Task prompt: Turn the items below into a Markdown table with the columns Row and Line, giving each non-blank line its own numbered row.

Listing:
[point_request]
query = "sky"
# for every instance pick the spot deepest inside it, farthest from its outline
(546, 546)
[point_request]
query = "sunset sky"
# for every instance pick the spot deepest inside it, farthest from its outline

Solution to the problem:
| Row | Line |
|---|---|
| 1 | [point_request] |
| 2 | query = "sky" |
| 3 | # for every instance pick the spot deepest inside it, farthest from its outline |
| 4 | (546, 546) |
| 5 | [point_request] |
| 6 | query = "sunset sky" |
| 7 | # for every instance pick the spot deepest inside it, farthest from its outline |